Please put everything from the line containing "of the river" down to the last of the rows into a JSON list of strings, one string per line, with both of those lines included and blank lines left out.
──────── Records ────────
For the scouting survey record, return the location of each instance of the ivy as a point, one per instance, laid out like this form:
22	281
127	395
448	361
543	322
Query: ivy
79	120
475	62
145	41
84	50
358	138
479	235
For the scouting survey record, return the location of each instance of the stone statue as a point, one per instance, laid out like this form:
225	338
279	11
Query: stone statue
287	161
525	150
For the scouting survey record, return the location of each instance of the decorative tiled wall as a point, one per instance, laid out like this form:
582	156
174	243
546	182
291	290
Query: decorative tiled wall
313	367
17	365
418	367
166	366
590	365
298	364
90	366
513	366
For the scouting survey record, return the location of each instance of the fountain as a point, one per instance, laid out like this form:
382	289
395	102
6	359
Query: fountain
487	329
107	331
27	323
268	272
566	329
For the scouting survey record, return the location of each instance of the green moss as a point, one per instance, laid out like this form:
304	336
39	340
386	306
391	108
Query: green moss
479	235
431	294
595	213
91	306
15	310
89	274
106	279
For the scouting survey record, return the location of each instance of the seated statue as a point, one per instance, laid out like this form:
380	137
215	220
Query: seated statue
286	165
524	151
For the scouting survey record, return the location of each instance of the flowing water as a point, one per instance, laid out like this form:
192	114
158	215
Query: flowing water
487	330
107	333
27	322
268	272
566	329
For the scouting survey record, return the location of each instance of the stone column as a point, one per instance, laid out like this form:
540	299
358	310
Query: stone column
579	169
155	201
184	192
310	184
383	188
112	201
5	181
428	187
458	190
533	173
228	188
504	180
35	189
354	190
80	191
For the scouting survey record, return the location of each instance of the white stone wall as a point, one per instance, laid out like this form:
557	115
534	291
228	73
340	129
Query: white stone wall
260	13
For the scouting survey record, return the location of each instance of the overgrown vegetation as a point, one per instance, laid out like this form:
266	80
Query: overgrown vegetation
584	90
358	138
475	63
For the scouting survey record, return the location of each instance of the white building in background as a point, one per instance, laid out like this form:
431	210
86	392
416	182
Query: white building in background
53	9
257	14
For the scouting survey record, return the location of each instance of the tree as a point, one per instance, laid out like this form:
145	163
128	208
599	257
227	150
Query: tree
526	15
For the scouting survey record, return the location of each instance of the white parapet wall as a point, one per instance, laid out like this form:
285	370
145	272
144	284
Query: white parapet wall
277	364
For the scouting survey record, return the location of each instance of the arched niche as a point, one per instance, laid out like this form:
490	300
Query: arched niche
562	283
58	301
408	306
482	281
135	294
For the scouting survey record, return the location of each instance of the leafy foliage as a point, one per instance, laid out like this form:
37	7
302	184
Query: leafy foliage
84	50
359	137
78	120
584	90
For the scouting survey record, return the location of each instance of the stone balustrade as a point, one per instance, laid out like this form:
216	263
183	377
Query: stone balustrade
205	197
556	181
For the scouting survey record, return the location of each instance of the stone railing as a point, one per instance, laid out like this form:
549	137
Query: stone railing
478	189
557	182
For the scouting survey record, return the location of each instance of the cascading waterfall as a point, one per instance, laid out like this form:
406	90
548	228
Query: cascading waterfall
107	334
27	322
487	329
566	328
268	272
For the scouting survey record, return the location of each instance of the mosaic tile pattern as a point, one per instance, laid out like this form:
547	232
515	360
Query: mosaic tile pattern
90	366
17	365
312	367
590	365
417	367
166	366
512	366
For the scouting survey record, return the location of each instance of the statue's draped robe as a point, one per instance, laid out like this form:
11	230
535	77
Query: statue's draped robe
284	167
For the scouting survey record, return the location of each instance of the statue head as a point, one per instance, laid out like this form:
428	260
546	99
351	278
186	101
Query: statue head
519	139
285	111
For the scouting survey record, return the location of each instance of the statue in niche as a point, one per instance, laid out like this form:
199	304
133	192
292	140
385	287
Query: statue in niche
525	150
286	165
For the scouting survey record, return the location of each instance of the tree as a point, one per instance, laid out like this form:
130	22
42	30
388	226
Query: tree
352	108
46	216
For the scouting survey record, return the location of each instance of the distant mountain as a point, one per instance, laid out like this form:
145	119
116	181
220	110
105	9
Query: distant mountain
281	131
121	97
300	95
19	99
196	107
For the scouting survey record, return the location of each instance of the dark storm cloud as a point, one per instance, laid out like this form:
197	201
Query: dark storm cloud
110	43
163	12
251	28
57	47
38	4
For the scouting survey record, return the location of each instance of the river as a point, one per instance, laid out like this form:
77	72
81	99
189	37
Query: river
────────
» **Complete output**
[
  "For the scouting survey record, return the location of each instance of the river as a point, one per instance, laid out like this form:",
  "77\t72",
  "81\t99",
  "189\t37",
  "Query: river"
]